TEXT EXTRACT:

+ + +

The spectacular success of the Samajwadi Party-Bahujan Samaj Party alliance in the parliamentary bye-polls in Uttar Pradesh has evoked memories of the poll pact between Samajwadi Party supremo Mulayam Singh Yadav and Bahujan Samaj Party founder Kanshi Ram before the 1993 state assembly polls. Twenty five years ago, the pact had brought the Yadavs and the Dalits together to defeat the mighty Bharatiya Janata Party and its muscular Hindutva cadre that had just demolished the Babri Masjid. Today the two powerful regional caste groups have enacted a comparable coup albeit on a smaller scale against the saffron regime of Yogi Adityanath, humiliating him in his bastion.
There is, however, a key difference between 1993 and now. Then it was a deal between two party supremos brokered by two industrialists-cum-political lobbyists – Sanjay Dalmia working on behalf of Samajwadi Party and Jayant Malhoutra for the Bahujan Samaj Party. It happened during a secret meeting at Ashoka Hotel, from where Kanshi Ram had kept Mayawati away knowing her aversion to pre-poll pacts. Both industrialists were rewarded with Rajya Sabha seats soon after. Although the alliance led to the formation of a Samajwadi Party-Bahujan Samaj Party coalition government, it did not take long for Behenji, as Mayawati is called, to take her revenge and bring it down, paving the way for her own appointment as chief minister with the help of the BJP and the Congress.
Different dynamic
Today the collaboration between the Samajwadi Party and Bahujan Samaj Party has a totally different dynamic and is a result of pressures from the middle level leaders and grass root workers of the two parties, rather than being propelled by a personal compact between Akhilesh Yadav and Mayawati. As a matter of fact, the Dalit leader appeared at first reluctant to formally announce support to the Samajwadi Party candidates in Gorakhpur and Phulpur but intense and persistence pressure from her cadre convinced her to do so almost at the last moment. Similarly, despite the palpable hostility from his father Mulayam Singh Yadav and uncle Shivpal Yadav to an alliance with the party’s arch rival, Akhilesh Yadav held on his resolve to reach out to “Bua” [paternal aunt], as he calls Mayawati, because his entire political support base – Yadavs and Muslims alike – pleaded with him to do so.

+ + +

OBJECTIVE: Reproduce the alliance text word for word from "There is, however, a" to "and the Congress.". The listing is separate material with no connection to the alliance text.

+ + +

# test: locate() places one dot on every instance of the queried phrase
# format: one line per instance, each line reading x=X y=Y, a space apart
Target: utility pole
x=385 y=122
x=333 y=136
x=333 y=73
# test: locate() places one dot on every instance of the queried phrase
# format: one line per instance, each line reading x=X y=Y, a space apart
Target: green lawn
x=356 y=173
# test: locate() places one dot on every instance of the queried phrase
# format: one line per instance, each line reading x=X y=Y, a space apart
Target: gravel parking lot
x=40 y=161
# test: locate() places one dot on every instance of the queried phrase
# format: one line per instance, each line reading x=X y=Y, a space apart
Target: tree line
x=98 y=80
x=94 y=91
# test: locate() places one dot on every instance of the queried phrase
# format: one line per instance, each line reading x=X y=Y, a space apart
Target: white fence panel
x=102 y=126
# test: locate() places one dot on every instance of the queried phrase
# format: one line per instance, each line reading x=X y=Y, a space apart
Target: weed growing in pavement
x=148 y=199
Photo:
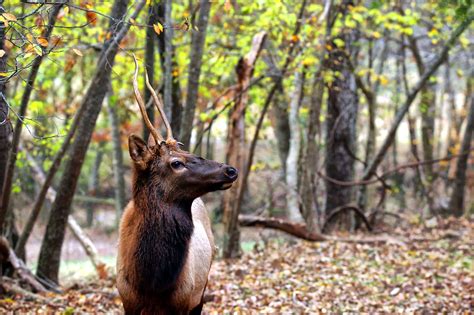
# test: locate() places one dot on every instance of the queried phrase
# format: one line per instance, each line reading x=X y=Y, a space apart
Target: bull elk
x=165 y=240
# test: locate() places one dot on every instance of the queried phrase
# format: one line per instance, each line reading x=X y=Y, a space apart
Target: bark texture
x=30 y=82
x=120 y=198
x=94 y=182
x=236 y=146
x=150 y=37
x=198 y=39
x=342 y=106
x=49 y=258
x=292 y=196
x=456 y=204
x=5 y=125
x=378 y=157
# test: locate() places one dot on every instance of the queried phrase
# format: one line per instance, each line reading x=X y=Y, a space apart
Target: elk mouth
x=226 y=186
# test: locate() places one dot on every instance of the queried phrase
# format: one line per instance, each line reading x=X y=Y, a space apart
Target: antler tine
x=159 y=106
x=141 y=104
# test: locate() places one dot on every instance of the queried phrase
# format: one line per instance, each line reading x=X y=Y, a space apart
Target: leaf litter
x=435 y=273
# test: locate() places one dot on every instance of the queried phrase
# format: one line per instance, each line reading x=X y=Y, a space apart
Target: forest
x=236 y=156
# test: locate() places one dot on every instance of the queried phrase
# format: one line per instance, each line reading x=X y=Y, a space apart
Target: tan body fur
x=193 y=278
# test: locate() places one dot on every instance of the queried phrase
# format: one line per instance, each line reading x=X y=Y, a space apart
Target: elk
x=166 y=244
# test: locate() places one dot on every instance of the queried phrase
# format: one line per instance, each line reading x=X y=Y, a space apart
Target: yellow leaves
x=376 y=35
x=434 y=32
x=158 y=28
x=309 y=61
x=91 y=18
x=6 y=18
x=77 y=52
x=464 y=42
x=383 y=80
x=42 y=41
x=227 y=5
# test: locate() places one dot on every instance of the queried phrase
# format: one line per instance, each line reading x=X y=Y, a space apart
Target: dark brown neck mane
x=163 y=240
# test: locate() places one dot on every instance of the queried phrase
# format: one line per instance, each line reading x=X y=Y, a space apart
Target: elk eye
x=177 y=164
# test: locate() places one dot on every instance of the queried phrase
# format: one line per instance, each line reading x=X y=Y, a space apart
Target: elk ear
x=139 y=151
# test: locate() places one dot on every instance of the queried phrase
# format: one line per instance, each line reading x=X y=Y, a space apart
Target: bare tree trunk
x=372 y=107
x=343 y=103
x=281 y=127
x=292 y=196
x=94 y=182
x=50 y=253
x=176 y=106
x=20 y=246
x=236 y=146
x=198 y=40
x=76 y=230
x=168 y=65
x=456 y=204
x=427 y=110
x=30 y=82
x=279 y=110
x=5 y=125
x=150 y=36
x=378 y=157
x=119 y=188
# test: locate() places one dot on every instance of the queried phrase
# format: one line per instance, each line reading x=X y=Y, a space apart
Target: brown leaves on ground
x=302 y=277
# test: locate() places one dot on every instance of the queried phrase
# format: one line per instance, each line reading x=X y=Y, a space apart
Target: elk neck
x=163 y=239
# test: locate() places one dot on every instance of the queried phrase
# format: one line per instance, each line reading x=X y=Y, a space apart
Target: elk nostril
x=230 y=172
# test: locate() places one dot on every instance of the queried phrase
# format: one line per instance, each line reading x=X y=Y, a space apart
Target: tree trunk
x=456 y=204
x=198 y=39
x=343 y=103
x=378 y=157
x=20 y=246
x=76 y=230
x=168 y=65
x=292 y=196
x=49 y=258
x=176 y=106
x=281 y=128
x=279 y=110
x=5 y=125
x=311 y=154
x=94 y=182
x=150 y=36
x=30 y=82
x=120 y=198
x=236 y=146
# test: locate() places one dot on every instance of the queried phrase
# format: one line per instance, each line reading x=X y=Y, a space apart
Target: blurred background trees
x=335 y=112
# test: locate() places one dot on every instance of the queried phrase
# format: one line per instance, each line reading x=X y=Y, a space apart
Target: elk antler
x=158 y=138
x=159 y=106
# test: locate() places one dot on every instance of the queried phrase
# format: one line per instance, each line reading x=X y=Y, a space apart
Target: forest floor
x=416 y=269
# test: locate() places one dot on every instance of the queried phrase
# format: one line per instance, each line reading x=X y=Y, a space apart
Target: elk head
x=160 y=163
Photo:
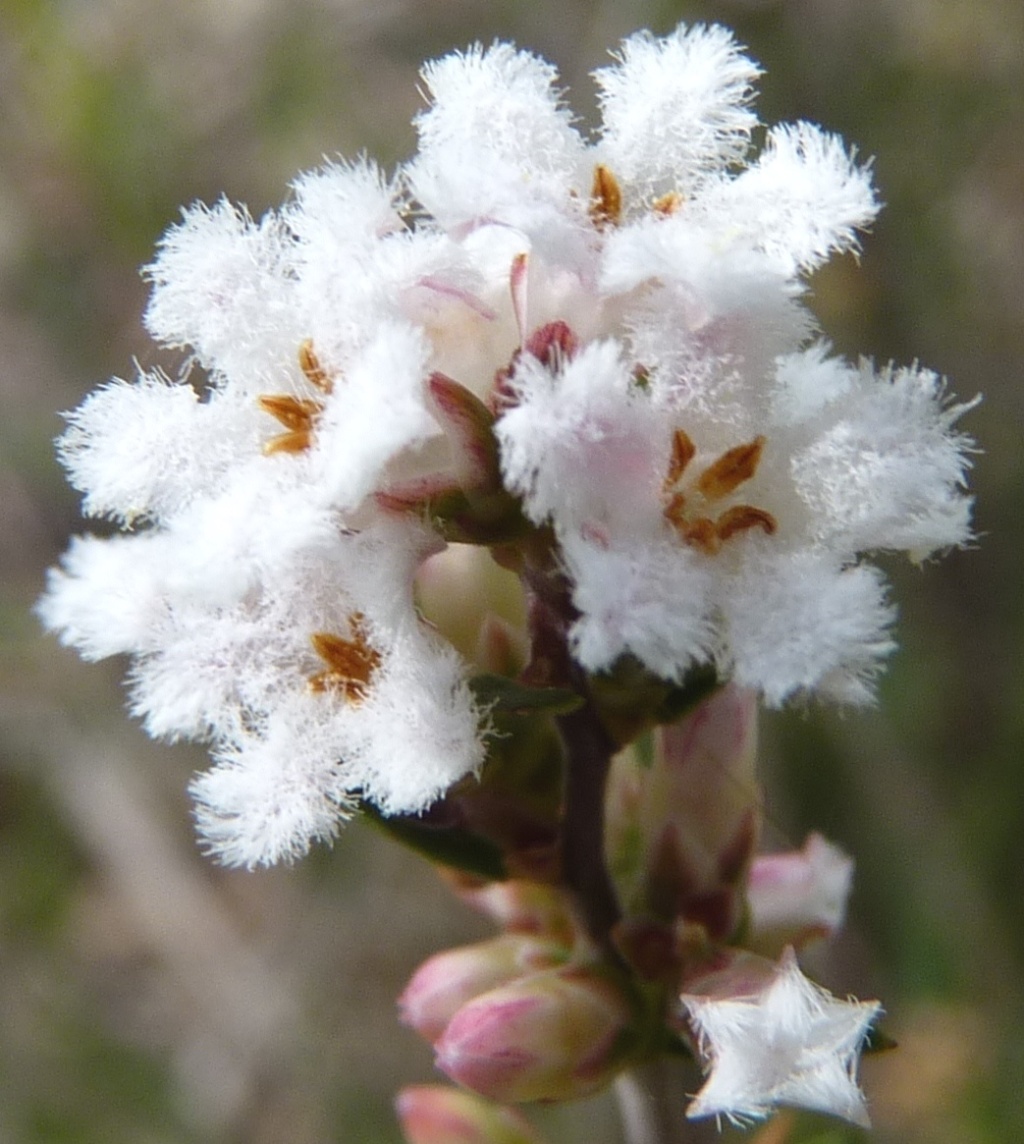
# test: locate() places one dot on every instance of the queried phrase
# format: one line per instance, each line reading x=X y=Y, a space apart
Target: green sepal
x=501 y=696
x=449 y=845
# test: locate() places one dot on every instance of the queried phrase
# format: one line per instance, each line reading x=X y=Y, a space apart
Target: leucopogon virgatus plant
x=492 y=499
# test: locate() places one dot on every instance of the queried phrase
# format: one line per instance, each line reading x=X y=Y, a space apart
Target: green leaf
x=450 y=845
x=502 y=696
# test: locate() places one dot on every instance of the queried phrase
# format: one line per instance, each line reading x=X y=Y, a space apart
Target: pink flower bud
x=681 y=832
x=434 y=1114
x=798 y=896
x=445 y=982
x=555 y=1035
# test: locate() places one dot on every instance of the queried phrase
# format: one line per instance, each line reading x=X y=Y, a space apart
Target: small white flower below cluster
x=788 y=1043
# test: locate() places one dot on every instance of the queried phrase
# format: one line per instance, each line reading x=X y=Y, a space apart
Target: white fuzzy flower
x=606 y=335
x=785 y=1041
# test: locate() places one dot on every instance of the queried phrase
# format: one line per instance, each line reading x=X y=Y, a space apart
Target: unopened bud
x=434 y=1114
x=555 y=1035
x=445 y=982
x=681 y=832
x=799 y=896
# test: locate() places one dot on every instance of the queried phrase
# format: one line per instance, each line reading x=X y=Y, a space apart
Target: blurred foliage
x=145 y=996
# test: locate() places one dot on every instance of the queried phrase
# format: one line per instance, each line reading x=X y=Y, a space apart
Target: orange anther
x=605 y=207
x=731 y=469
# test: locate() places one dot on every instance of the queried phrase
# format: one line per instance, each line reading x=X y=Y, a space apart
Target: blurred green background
x=148 y=996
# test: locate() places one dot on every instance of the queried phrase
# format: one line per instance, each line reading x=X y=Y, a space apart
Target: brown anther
x=294 y=413
x=741 y=517
x=667 y=204
x=553 y=343
x=683 y=451
x=298 y=442
x=350 y=662
x=731 y=469
x=310 y=365
x=700 y=533
x=605 y=208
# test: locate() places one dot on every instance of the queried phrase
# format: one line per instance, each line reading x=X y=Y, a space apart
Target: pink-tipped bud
x=799 y=896
x=469 y=426
x=449 y=979
x=434 y=1114
x=555 y=1035
x=681 y=832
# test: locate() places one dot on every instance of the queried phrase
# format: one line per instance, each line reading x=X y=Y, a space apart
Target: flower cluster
x=589 y=358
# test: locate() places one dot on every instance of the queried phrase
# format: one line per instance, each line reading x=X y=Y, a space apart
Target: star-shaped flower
x=791 y=1042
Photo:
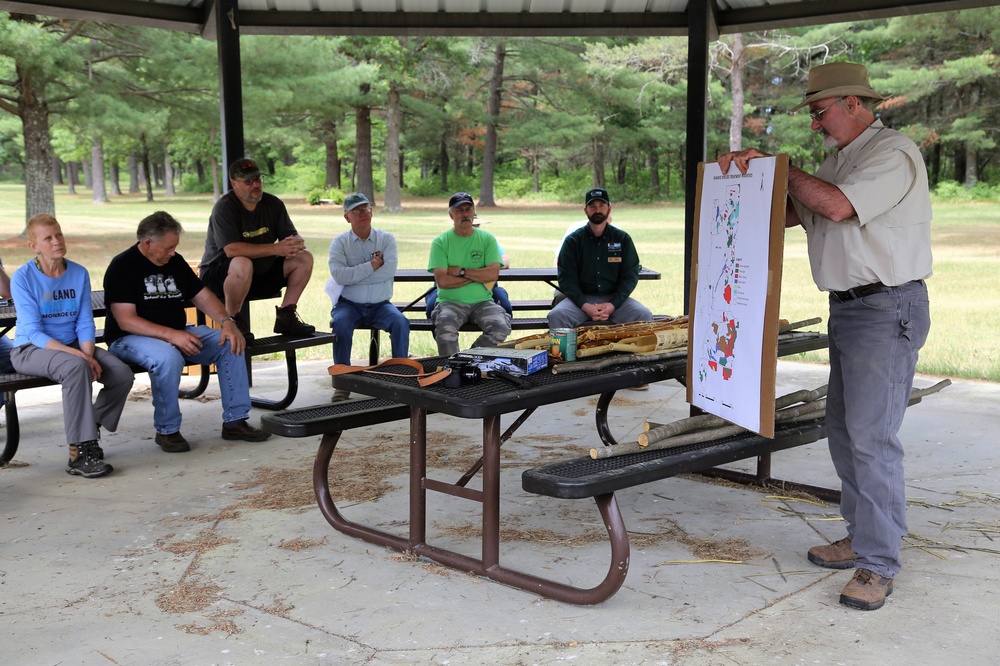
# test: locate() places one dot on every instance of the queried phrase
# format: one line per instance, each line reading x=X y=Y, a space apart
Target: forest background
x=525 y=124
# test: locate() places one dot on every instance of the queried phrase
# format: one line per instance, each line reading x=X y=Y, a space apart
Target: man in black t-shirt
x=146 y=289
x=253 y=250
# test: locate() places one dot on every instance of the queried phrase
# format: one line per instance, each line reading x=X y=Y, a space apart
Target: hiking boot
x=243 y=431
x=173 y=443
x=837 y=555
x=84 y=461
x=243 y=325
x=866 y=591
x=287 y=322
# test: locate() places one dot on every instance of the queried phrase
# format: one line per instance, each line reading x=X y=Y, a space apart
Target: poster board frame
x=776 y=244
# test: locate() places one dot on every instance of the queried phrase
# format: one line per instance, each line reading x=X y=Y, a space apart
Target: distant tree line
x=124 y=109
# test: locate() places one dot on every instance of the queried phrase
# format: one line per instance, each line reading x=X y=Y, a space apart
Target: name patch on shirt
x=614 y=253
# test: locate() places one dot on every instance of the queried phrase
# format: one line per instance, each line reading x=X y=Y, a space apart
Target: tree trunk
x=535 y=172
x=168 y=171
x=363 y=148
x=114 y=176
x=654 y=170
x=493 y=120
x=736 y=81
x=133 y=173
x=71 y=177
x=599 y=162
x=97 y=170
x=444 y=161
x=971 y=165
x=145 y=168
x=329 y=133
x=34 y=113
x=393 y=201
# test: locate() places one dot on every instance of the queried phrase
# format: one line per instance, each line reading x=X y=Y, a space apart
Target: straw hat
x=837 y=79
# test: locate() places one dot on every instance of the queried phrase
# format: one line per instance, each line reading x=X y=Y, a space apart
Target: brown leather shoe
x=243 y=431
x=837 y=555
x=287 y=322
x=866 y=591
x=173 y=443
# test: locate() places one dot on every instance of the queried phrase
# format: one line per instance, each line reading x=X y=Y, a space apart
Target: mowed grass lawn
x=965 y=302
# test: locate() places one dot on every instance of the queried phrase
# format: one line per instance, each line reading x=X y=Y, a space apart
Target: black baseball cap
x=243 y=168
x=596 y=194
x=459 y=198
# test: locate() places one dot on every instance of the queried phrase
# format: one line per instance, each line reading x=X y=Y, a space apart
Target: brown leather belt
x=858 y=292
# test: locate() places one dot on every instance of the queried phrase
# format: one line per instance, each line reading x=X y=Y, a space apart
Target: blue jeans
x=164 y=362
x=500 y=297
x=349 y=316
x=566 y=315
x=5 y=346
x=874 y=343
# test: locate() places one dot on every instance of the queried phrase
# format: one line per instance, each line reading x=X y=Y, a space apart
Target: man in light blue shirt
x=363 y=262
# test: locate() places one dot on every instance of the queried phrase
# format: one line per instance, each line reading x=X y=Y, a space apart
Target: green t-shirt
x=476 y=251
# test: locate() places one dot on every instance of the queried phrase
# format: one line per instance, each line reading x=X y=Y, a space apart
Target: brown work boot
x=866 y=591
x=243 y=325
x=243 y=431
x=837 y=555
x=84 y=461
x=172 y=442
x=287 y=322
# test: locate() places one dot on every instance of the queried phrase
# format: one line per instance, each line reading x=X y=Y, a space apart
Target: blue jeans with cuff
x=164 y=362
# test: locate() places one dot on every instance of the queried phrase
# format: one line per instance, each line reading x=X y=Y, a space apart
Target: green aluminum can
x=565 y=340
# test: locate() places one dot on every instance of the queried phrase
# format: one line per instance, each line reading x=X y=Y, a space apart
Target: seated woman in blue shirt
x=55 y=339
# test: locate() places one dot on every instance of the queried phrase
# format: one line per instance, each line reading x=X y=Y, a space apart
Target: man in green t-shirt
x=466 y=263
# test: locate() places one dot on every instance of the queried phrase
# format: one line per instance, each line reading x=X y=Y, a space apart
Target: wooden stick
x=600 y=364
x=785 y=328
x=804 y=412
x=711 y=421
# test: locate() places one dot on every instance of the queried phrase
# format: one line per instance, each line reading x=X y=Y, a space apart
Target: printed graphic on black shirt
x=614 y=253
x=160 y=287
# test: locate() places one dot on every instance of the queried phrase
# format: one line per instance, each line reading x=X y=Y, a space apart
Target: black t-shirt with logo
x=158 y=292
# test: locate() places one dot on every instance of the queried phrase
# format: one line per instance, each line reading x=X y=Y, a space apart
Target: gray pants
x=80 y=417
x=448 y=317
x=874 y=344
x=566 y=315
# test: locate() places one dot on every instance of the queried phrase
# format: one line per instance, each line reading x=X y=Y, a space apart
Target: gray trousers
x=448 y=317
x=81 y=418
x=874 y=344
x=566 y=315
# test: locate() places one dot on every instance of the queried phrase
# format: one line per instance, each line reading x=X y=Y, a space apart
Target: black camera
x=462 y=374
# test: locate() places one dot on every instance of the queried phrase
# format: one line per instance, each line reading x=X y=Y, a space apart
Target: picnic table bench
x=11 y=383
x=398 y=396
x=538 y=307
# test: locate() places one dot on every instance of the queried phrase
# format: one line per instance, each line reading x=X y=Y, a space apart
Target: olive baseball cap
x=352 y=201
x=837 y=79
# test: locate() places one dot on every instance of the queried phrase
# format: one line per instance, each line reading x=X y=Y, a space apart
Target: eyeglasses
x=818 y=115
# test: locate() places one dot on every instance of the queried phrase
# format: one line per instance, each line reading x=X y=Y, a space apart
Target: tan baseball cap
x=837 y=79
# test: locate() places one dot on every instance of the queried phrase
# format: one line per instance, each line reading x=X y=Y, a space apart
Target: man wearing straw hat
x=867 y=215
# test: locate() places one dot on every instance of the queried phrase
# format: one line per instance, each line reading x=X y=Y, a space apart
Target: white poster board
x=735 y=290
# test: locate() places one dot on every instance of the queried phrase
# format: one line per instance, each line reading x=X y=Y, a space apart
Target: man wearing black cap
x=363 y=262
x=252 y=250
x=867 y=215
x=598 y=270
x=466 y=263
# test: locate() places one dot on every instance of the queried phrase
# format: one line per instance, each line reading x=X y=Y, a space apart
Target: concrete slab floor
x=220 y=556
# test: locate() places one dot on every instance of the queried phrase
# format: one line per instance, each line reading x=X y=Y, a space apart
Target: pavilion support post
x=702 y=30
x=230 y=84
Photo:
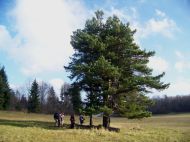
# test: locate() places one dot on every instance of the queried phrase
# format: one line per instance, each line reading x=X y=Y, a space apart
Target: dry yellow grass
x=19 y=126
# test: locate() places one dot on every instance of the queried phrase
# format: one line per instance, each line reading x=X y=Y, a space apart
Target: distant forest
x=174 y=104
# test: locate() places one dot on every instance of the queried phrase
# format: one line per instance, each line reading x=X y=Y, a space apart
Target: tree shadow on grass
x=48 y=125
x=31 y=123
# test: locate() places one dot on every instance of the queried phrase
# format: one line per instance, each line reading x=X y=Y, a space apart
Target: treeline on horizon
x=47 y=101
x=170 y=104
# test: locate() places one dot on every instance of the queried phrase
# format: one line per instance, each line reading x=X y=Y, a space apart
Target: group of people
x=59 y=119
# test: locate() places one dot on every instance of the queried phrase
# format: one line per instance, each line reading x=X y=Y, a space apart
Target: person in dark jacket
x=81 y=119
x=72 y=120
x=57 y=119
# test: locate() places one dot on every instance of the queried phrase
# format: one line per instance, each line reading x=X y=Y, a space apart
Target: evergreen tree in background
x=52 y=101
x=112 y=69
x=66 y=103
x=34 y=100
x=76 y=101
x=5 y=92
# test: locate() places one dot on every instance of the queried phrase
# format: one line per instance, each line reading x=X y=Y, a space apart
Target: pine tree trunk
x=106 y=122
x=91 y=122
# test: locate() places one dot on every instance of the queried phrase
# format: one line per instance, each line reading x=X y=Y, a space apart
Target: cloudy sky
x=35 y=37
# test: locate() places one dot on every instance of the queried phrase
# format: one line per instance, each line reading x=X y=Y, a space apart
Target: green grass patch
x=25 y=127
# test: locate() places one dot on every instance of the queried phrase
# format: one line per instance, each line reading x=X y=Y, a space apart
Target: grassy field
x=24 y=127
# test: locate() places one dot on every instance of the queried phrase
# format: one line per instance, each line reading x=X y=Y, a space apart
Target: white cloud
x=43 y=29
x=160 y=13
x=56 y=83
x=5 y=38
x=166 y=27
x=179 y=87
x=158 y=64
x=182 y=64
x=179 y=55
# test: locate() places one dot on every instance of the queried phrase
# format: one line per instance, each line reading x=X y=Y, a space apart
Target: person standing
x=81 y=119
x=72 y=120
x=61 y=118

+ + +

COMPLETED TASK:
There is, however, a key difference between 1993 and now. Then it was a deal between two party supremos brokered by two industrialists-cum-political lobbyists – Sanjay Dalmia working on behalf of Samajwadi Party and Jayant Malhoutra for the Bahujan Samaj Party. It happened during a secret meeting at Ashoka Hotel, from where Kanshi Ram had kept Mayawati away knowing her aversion to pre-poll pacts. Both industrialists were rewarded with Rajya Sabha seats soon after. Although the alliance led to the formation of a Samajwadi Party-Bahujan Samaj Party coalition government, it did not take long for Behenji, as Mayawati is called, to take her revenge and bring it down, paving the way for her own appointment as chief minister with the help of the BJP and the Congress.